Restate word for word the lines beginning with the one that contains "One point goes on every instance of the large flat" and ending at the bottom of the records below, both included.

(Stored data entries)
↓↓↓

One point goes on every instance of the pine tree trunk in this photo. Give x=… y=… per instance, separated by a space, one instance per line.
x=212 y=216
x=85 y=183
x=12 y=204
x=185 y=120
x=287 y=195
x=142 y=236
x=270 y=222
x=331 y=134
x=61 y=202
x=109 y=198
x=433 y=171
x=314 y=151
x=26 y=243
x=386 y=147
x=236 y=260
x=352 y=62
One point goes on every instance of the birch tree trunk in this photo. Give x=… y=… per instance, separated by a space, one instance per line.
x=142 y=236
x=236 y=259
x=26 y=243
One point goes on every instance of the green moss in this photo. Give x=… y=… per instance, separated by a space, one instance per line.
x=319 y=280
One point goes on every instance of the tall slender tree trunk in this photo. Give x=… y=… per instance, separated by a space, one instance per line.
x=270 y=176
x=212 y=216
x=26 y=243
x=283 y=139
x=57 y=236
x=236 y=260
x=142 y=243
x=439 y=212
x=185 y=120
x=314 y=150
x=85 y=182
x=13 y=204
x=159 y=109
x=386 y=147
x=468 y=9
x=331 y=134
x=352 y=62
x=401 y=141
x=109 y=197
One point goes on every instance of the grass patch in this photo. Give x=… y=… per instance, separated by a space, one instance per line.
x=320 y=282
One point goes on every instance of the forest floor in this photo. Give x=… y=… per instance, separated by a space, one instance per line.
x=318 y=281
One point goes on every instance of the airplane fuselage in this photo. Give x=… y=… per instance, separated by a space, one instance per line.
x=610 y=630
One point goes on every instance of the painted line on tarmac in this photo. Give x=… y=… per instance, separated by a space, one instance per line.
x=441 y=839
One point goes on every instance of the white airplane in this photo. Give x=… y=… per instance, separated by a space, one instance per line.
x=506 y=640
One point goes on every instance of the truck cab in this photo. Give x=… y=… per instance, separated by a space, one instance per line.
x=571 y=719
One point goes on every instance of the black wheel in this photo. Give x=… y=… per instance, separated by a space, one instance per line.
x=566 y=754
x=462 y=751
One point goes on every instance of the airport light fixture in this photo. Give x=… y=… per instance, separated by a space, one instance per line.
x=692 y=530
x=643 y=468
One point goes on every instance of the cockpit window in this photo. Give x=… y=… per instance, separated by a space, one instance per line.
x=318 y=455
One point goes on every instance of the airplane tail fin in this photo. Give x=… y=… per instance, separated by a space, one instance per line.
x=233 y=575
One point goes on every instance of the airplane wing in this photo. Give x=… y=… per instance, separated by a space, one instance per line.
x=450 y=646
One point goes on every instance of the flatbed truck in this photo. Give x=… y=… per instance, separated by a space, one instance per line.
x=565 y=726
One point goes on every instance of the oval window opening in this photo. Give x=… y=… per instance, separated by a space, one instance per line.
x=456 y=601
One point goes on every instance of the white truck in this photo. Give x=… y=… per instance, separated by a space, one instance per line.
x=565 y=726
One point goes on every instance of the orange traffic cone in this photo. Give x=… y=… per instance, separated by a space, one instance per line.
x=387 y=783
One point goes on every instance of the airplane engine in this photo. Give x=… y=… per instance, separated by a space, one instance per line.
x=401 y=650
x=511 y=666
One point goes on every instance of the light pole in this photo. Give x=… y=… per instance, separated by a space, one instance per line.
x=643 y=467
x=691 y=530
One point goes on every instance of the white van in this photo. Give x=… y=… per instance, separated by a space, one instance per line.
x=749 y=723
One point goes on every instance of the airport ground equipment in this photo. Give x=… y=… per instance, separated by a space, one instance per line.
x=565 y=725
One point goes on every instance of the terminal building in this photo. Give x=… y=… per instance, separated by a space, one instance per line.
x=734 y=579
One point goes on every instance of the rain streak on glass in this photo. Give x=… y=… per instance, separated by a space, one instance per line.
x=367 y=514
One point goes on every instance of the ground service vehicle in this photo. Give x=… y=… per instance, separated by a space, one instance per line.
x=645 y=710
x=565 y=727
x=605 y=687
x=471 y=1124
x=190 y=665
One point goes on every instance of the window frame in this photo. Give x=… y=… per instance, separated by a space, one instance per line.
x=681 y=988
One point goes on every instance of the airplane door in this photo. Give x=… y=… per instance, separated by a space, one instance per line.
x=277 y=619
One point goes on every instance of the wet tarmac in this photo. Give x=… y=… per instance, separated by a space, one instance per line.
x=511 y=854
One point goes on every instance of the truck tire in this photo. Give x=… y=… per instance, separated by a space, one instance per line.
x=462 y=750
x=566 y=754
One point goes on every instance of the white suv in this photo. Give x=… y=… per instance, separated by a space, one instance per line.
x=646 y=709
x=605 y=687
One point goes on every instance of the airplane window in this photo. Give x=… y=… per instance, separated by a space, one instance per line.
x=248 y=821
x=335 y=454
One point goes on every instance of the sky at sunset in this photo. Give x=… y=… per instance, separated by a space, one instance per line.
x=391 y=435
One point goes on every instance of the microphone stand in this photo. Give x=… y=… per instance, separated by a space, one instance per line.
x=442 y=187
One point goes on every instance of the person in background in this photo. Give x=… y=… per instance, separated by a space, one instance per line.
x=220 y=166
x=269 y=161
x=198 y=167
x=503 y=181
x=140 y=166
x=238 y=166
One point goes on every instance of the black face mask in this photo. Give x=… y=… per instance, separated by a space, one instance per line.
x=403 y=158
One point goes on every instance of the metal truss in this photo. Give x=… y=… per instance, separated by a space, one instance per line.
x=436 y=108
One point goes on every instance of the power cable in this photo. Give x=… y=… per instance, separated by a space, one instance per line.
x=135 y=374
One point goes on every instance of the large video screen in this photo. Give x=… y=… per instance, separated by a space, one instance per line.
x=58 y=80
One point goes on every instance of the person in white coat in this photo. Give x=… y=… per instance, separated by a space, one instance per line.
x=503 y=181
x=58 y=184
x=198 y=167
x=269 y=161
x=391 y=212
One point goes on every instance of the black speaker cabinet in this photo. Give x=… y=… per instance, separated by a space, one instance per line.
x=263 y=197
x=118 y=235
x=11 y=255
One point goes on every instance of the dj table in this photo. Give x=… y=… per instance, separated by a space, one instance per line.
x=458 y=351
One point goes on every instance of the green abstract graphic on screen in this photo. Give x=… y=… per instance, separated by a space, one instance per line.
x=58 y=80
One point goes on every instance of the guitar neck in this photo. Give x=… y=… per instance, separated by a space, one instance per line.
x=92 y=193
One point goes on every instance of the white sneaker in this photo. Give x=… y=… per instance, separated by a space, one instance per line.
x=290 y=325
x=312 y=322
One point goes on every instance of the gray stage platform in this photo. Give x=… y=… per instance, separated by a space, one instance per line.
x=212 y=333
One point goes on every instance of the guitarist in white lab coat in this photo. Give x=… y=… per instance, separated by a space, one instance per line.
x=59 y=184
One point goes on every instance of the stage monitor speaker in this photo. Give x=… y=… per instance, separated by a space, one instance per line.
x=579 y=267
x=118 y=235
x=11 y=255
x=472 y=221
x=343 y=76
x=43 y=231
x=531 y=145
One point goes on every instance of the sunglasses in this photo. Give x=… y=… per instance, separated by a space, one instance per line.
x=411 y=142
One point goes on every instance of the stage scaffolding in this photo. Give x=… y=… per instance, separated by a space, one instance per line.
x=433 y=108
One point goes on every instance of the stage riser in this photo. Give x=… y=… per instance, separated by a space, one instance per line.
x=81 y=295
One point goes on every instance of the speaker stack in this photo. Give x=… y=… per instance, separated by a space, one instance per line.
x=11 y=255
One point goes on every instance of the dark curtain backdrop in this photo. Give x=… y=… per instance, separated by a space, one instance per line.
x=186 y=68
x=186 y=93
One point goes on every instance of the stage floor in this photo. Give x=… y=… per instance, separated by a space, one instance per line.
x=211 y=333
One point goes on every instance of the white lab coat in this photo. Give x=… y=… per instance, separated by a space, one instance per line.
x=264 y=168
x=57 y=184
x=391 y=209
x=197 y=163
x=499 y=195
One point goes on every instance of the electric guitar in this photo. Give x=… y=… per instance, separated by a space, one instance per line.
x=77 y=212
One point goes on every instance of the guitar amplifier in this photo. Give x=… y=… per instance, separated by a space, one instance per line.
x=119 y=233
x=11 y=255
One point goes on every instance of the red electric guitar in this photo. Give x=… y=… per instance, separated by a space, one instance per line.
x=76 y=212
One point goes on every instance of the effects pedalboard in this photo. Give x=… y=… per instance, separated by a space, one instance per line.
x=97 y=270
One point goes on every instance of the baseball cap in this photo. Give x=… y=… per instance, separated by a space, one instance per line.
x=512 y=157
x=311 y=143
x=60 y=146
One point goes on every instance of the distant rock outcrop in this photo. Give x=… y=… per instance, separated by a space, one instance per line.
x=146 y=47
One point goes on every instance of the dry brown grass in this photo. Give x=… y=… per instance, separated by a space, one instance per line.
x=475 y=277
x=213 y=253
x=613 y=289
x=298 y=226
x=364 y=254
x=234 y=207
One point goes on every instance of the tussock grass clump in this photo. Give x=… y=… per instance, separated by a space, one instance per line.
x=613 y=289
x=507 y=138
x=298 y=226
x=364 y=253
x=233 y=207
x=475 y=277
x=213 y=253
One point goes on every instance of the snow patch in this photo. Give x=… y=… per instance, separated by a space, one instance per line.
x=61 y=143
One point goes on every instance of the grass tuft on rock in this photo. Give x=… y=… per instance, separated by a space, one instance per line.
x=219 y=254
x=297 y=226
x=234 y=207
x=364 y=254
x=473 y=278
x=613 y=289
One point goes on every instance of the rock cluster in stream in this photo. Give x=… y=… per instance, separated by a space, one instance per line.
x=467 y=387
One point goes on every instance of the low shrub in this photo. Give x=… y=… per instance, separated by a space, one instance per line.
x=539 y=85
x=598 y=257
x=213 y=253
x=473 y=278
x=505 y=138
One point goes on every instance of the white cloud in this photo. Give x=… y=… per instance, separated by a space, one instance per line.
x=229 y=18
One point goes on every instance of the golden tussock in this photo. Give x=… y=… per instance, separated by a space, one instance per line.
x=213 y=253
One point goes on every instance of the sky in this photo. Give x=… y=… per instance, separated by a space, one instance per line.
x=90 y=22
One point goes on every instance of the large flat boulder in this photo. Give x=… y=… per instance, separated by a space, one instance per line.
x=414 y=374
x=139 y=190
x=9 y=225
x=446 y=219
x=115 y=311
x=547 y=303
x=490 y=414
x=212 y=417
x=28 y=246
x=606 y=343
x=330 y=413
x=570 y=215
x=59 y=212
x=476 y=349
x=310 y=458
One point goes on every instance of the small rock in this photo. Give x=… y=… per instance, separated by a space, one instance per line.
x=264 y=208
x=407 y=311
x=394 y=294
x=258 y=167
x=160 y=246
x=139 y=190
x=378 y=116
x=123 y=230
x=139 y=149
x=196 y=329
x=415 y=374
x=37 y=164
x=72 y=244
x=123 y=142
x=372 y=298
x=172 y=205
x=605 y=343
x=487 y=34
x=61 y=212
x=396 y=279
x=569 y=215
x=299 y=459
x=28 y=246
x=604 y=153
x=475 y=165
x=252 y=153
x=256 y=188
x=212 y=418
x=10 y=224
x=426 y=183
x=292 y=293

↑↑↑

(RESPONSE TO THE TASK)
One point goes on every instance of the large flat boulder in this photo. Give x=… y=… per instance, separated by a space, one instance per line.
x=414 y=374
x=139 y=190
x=9 y=225
x=446 y=219
x=115 y=311
x=547 y=303
x=490 y=414
x=212 y=417
x=28 y=246
x=606 y=343
x=330 y=413
x=570 y=215
x=59 y=212
x=476 y=349
x=310 y=458
One point goes on every instance of the small rock in this photo. Give x=… y=… per instance, separated by a space, one instance per line.
x=264 y=208
x=407 y=311
x=394 y=294
x=258 y=167
x=160 y=246
x=139 y=190
x=378 y=116
x=123 y=230
x=139 y=149
x=196 y=329
x=415 y=374
x=37 y=164
x=72 y=244
x=123 y=142
x=372 y=298
x=172 y=205
x=605 y=343
x=487 y=34
x=61 y=212
x=396 y=279
x=569 y=215
x=299 y=459
x=28 y=246
x=604 y=153
x=475 y=165
x=252 y=153
x=256 y=188
x=212 y=418
x=10 y=224
x=426 y=183
x=292 y=293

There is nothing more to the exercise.